:: Given information ::
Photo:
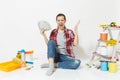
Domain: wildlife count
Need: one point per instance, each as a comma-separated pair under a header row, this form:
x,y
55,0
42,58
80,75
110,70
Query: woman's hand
x,y
42,31
76,27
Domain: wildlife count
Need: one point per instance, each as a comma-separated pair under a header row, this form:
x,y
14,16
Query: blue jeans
x,y
63,61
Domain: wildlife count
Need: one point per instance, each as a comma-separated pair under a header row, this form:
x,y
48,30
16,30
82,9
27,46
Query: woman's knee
x,y
76,64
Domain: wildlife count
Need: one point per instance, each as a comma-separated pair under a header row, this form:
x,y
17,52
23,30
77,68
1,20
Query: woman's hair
x,y
60,14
:::
Whenever images occur above, omit them and retype each line exactly as it stands.

Photo:
Domain: wildlife count
Need: one point per instance, each as a comma-separated pair under a header row, this form:
x,y
55,0
42,58
80,75
110,70
Query: woman's hand
x,y
42,31
76,27
Domain: wildlife count
Need: one point per instance, each as a comma-separated pair under a header row, this form:
x,y
14,16
Query: blue jeans
x,y
63,61
Domain: wildlife count
Need: one point per instance, each as a comma-separated pair under a header row, this form:
x,y
48,30
16,30
82,9
27,46
Query: woman's knee
x,y
76,64
Domain: wildlife count
Need: one point per instance, each as a comma-separated pair under a header row, this form:
x,y
17,52
23,30
77,68
1,20
Query: woman's hair
x,y
60,14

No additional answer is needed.